Copy the lines of the records word for word, starting at the line containing "target | light beige carpet" and ending at the line containing "x=363 y=212", both included.

Point-based annotation data:
===

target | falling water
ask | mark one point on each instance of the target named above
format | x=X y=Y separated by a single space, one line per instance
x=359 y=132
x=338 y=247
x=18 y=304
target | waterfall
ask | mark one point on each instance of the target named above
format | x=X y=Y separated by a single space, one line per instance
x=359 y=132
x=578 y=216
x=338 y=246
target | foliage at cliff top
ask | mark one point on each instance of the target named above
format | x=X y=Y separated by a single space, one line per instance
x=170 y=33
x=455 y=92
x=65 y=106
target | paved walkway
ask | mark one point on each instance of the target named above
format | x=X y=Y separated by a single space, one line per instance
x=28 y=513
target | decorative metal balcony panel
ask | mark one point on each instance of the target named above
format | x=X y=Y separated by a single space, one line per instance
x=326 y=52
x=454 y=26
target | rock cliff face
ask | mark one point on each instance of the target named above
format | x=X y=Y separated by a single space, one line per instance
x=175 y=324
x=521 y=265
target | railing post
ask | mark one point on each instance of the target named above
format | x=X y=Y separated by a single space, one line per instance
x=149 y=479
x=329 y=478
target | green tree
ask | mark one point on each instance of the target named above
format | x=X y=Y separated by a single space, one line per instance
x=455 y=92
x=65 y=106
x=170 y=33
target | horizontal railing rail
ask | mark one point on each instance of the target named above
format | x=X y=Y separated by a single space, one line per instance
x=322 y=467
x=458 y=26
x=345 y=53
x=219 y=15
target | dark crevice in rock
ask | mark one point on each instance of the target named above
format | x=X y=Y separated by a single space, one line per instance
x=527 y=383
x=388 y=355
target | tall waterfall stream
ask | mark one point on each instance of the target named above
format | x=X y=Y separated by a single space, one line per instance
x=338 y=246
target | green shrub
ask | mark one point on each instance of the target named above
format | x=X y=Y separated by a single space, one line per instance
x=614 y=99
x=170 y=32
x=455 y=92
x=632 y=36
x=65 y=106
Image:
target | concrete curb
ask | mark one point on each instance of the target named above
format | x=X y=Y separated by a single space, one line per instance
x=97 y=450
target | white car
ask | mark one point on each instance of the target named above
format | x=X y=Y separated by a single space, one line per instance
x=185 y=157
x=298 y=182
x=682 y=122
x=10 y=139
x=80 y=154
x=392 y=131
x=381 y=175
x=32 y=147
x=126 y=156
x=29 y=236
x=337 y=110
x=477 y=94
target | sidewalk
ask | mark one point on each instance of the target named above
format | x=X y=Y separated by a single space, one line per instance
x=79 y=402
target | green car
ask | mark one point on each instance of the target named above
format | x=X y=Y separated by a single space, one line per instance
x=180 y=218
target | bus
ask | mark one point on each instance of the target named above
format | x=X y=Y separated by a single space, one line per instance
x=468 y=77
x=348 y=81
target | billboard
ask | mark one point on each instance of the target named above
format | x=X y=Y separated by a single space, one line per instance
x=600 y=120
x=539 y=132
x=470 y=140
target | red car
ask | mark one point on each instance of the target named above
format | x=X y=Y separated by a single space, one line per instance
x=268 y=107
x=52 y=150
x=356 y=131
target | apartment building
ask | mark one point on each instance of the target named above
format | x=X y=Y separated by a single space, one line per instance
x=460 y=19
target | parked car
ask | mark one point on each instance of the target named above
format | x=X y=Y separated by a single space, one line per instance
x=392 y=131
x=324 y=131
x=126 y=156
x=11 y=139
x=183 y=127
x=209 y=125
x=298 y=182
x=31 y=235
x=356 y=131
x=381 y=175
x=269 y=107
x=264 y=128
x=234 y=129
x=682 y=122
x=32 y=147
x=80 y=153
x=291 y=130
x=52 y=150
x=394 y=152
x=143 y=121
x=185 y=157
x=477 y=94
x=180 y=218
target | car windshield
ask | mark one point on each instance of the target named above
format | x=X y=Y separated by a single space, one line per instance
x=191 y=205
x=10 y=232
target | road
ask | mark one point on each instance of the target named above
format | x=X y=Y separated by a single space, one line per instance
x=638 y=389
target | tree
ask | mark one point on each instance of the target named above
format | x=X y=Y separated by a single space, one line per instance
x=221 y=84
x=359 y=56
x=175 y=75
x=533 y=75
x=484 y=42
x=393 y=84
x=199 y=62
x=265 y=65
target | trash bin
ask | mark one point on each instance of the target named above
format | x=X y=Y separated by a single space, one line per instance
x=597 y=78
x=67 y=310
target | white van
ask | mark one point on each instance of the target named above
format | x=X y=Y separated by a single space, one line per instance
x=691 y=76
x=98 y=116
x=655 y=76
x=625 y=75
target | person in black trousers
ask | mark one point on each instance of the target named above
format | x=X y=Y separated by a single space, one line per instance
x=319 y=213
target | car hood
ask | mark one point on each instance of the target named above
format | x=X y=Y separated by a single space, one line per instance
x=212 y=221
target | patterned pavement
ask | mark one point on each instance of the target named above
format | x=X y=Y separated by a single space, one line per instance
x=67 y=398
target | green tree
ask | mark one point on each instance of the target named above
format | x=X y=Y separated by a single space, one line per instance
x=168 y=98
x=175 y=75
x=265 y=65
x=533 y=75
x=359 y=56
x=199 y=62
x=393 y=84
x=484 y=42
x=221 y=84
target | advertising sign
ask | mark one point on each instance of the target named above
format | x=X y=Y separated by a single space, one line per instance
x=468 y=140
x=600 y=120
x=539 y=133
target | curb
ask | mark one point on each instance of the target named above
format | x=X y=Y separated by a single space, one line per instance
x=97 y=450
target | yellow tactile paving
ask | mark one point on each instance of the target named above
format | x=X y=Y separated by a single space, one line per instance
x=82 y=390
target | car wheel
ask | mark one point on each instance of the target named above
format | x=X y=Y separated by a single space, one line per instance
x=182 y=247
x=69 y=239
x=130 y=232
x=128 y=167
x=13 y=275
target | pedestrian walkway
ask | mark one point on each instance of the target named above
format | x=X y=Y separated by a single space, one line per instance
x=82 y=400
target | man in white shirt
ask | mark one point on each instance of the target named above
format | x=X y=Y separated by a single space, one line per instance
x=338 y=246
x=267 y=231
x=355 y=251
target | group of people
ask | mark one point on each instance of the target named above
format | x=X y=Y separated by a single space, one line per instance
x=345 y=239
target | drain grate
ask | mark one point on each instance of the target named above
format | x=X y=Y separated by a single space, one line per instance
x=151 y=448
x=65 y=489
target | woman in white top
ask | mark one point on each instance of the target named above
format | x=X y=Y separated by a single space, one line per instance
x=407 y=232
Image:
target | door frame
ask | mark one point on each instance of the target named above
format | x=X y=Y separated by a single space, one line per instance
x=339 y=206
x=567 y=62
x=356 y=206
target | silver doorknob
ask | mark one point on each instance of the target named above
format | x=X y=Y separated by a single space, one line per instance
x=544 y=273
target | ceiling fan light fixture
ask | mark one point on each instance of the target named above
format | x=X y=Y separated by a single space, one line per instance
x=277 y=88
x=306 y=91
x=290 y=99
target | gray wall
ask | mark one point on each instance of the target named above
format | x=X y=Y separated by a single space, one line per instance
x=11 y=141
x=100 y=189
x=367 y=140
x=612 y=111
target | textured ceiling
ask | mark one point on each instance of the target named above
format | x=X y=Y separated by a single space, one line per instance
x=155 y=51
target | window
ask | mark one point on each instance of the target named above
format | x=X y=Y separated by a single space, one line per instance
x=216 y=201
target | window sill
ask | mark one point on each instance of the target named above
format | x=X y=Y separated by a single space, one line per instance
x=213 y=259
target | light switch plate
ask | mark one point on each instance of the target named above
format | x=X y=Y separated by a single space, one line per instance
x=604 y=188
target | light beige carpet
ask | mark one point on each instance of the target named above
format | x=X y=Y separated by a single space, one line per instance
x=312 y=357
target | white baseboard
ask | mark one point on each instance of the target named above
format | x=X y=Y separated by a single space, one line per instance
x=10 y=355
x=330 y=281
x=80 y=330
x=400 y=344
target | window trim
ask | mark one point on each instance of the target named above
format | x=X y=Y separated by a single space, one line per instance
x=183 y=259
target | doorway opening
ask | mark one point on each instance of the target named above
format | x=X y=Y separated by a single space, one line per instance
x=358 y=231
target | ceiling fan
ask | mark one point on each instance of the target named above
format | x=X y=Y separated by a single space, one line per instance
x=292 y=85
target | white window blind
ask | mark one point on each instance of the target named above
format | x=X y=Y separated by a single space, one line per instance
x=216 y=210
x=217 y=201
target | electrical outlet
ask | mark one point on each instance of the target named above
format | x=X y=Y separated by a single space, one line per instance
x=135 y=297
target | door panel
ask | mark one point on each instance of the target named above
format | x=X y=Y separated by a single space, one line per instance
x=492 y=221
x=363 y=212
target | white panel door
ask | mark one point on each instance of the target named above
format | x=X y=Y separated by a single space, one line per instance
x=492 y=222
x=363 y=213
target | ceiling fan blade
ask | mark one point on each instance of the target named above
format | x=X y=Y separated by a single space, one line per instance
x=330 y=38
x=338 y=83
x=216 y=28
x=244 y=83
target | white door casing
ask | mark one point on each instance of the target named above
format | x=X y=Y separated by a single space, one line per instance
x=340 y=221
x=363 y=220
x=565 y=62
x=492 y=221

===

Problem solution:
target | light beige carpet
ask | mark one point on each instance of the target named above
format | x=X y=Y separated by a single space, one line per instance
x=312 y=357
target | white baseboard
ask | mark one point on each instance of the target named above
format | x=X y=Y separated by a single space, one line per instance
x=10 y=355
x=330 y=281
x=80 y=330
x=400 y=344
target | window trim
ask | mark one point on each instance of the target named above
format | x=X y=Y separated by a single space, one line per instance
x=183 y=259
target | doorway opening
ask | mark one point on each instance of the target named above
format | x=X y=Y separated by a single space, one line per instance
x=358 y=231
target | ceiling fan
ask | mark one point on each instance of the target named above
format | x=X y=Y separated by a single space, one line per instance
x=292 y=85
target | white window blind
ask | mark one point on each instance of the target named above
format | x=X y=Y separated by a single space, one line per instance
x=216 y=210
x=217 y=201
target | electrical outlet
ask | mark one point on each instance of the target named above
format | x=X y=Y separated by a single space, one line per instance
x=135 y=297
target | door panel
ask | mark one point on each instance of the target named above
format | x=X y=Y separated by a single space, one line per instance
x=492 y=221
x=363 y=212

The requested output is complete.